(Object position labeling entries)
══════

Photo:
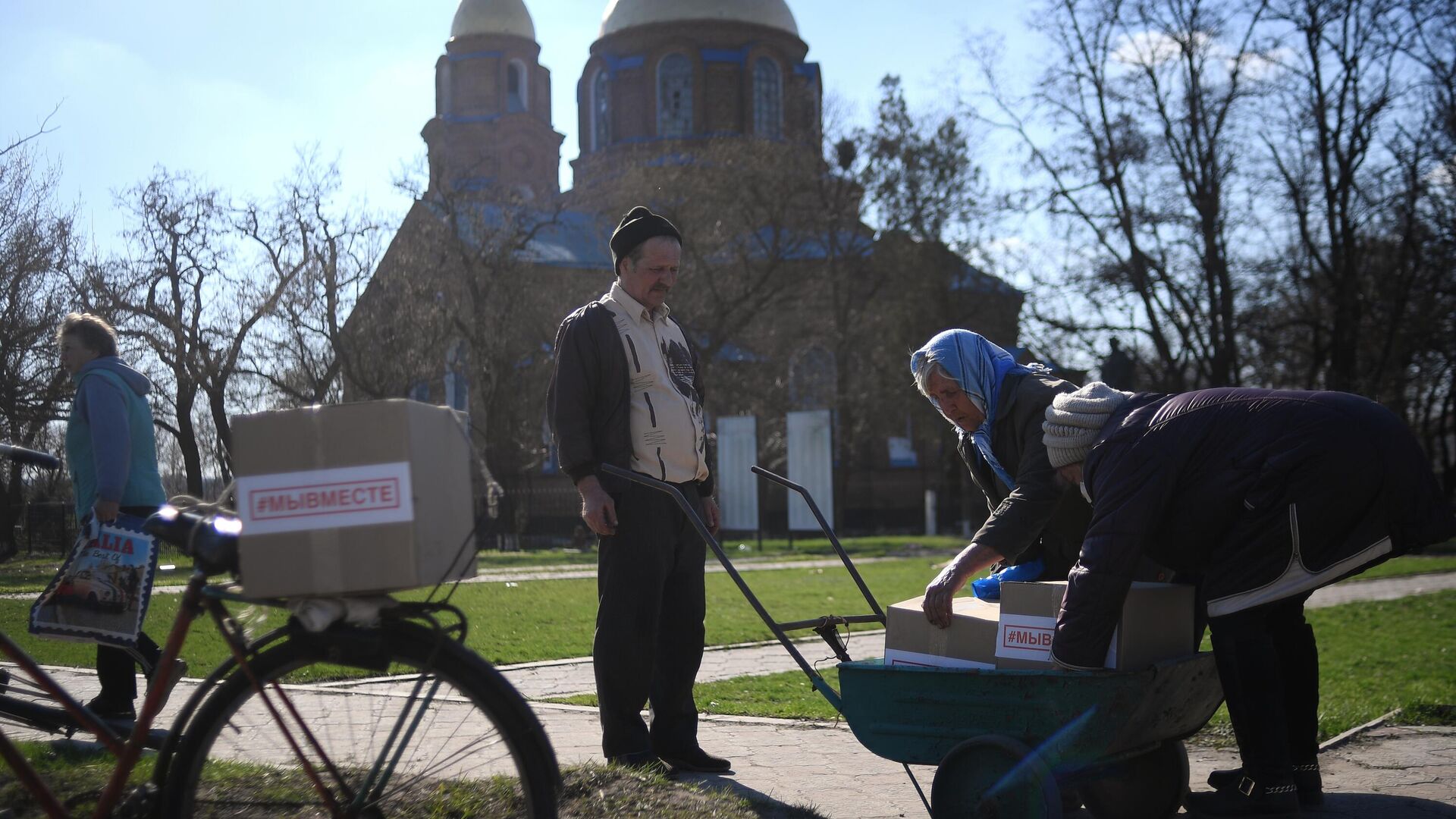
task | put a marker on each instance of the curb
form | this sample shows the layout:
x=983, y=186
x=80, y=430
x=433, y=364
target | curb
x=1345, y=738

══════

Rewrite these records with every "curb" changed to "sidewalk edge" and nothing else altered. Leave the pictures out of your version.

Photo:
task | put a marker on each instance of the sidewalk edge
form | this sample shows the layout:
x=983, y=186
x=80, y=430
x=433, y=364
target | sidewalk edge
x=1345, y=738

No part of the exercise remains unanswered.